Position annotation records »
-=-=-=-=-
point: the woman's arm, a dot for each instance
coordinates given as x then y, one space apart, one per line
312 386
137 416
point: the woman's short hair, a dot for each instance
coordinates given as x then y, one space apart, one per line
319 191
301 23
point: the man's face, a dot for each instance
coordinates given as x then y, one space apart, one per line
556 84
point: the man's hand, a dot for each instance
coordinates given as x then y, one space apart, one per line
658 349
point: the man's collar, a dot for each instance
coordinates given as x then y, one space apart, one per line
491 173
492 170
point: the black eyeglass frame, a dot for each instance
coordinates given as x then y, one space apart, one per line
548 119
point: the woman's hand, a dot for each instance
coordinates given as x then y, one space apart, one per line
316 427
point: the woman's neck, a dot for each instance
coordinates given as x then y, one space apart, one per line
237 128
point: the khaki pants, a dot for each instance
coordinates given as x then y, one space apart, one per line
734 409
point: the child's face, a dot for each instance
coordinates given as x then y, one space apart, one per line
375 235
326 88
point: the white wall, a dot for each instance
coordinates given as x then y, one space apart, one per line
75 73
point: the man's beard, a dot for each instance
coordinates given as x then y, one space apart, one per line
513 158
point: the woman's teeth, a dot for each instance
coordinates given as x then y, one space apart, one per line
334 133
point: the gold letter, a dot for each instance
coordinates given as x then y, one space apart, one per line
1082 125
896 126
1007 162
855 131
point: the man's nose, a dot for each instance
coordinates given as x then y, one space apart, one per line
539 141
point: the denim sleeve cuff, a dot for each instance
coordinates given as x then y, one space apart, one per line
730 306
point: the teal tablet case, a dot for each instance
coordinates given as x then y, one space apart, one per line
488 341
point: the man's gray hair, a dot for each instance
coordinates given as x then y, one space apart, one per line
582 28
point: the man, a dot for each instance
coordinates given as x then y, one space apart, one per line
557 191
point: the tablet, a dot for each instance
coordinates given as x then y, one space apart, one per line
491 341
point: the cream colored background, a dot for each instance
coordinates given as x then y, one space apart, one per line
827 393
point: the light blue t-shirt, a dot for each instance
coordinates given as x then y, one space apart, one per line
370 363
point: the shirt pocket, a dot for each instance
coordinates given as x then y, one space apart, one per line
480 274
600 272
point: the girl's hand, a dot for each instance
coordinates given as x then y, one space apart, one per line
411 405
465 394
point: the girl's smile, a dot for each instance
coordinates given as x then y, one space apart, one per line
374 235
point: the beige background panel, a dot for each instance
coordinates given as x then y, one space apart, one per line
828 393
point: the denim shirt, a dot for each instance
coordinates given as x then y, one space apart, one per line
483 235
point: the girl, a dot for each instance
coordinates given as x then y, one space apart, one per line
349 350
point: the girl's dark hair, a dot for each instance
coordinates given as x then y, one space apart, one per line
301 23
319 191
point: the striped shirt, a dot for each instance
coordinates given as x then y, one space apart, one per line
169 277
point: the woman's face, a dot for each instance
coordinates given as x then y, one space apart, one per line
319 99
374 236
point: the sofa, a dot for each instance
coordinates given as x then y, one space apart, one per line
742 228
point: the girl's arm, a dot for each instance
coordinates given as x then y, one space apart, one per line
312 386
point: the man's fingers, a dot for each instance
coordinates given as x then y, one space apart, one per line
-=-=-=-=-
Problem statement » Write out all of the material above again, with every "a dot for each instance" changed to "one dot per instance" and everything else left unchanged.

Reply »
point: the woman's arm, one dot per instance
coordinates given as x then y, one space apart, one per line
312 386
137 416
point: the woman's short hair, one dot per instance
coordinates given as x then y, one space apart, one per line
319 191
301 23
point: the man's face, one dot per instance
coordinates given as x then y, one space apart, one per line
556 84
point: the man's hand, one dot per instance
coordinates given as x then y, one space apart, one per line
658 349
point: the man's collar, one dot per instance
coordinates given as x then y, one space apart, one per line
491 173
492 170
point: the black eyeglass frame, one dot per instance
coordinates given as x then y, one space apart, one per line
548 119
point: the woman's hand, one dot per instance
coordinates given as x then y, one space apart, one per line
316 427
point: the woman's neck, one dot per instance
coordinates given as x then y, one space apart, one per line
237 128
point: the khaki pants, one dot per instance
coordinates given as x then y, one space apart, one per line
734 409
point: the child's face, one dot per instance
coordinates given as x then y, one space apart, one per line
375 235
326 88
point: the white wall, one dot per instance
coordinates given as x then y, one space apart, one per line
75 73
point: the man's beard, one dot per instance
coordinates given as x then y, one space apart, one per line
513 158
point: the woman's teeth, one dot per instance
coordinates given as x then y, one space apart, one per line
334 133
point: the gold letter, one dot per instance
coordinates given as x then y, one space apart, one per line
1082 125
896 126
1007 162
855 131
point: the man's nose, one dot per instance
coordinates given as x then y, one space apart, one per line
539 141
point: the denim sleeve cuff, one dot per instance
coordinates given as x then y, one space apart, one per line
730 306
point: the teal tablet case, one dot per instance
coordinates given as x then y, one space apart, one per line
488 341
point: the man's gray hair, one dot per instance
coordinates given as x then y, one space apart, one per line
582 28
point: the man, one dot per instance
coordinates given as x then y, one space apart, one per line
557 191
point: the tablet, one dot per instance
coordinates given as x then y, one space apart, one per line
491 341
point: the cream colored background, one dot per instance
coordinates given as x then y, one space apart, one per line
827 393
point: the light blue t-shirt, one dot per instance
coordinates given as x then y, one space apart, one per line
370 363
point: the shirt pocket, one dot per instance
coordinates given as x then y, one space apart, one per line
480 274
600 272
point: the girl's hand, one dot per instance
coordinates given as x then y, one space apart, one per line
411 405
465 394
point: the girl's smile, one dot per instance
coordinates given as x then y, one space apart, one per line
374 235
point: the beige background panel, one dot per instance
coordinates given as x then y, one space apart, one per line
828 393
point: the denim shirt, one dot per instance
coordinates given as x then y, one space apart, one per line
483 235
point: the girl, one dot per instance
coordinates given as x then y, one space apart, one per line
349 350
point: the girl's dark hair, one dot per instance
coordinates given as x then y, one space apart, one per line
301 23
319 191
point: the striped shirt, one dot per instance
coordinates given as x then y, one space apart, one per line
169 277
point: the woman's face, one dot per instance
coordinates given as x then y, one space apart, one per line
319 99
374 236
point: the sofa, one dot per instance
coordinates given as x then y, one space apart, one per line
742 228
point: the girl's arm, one dot per instance
coordinates given as x then y, one space apart, one per line
312 386
point: the man's fingers, one dot per instance
coordinates given as x then y, one space apart, one per line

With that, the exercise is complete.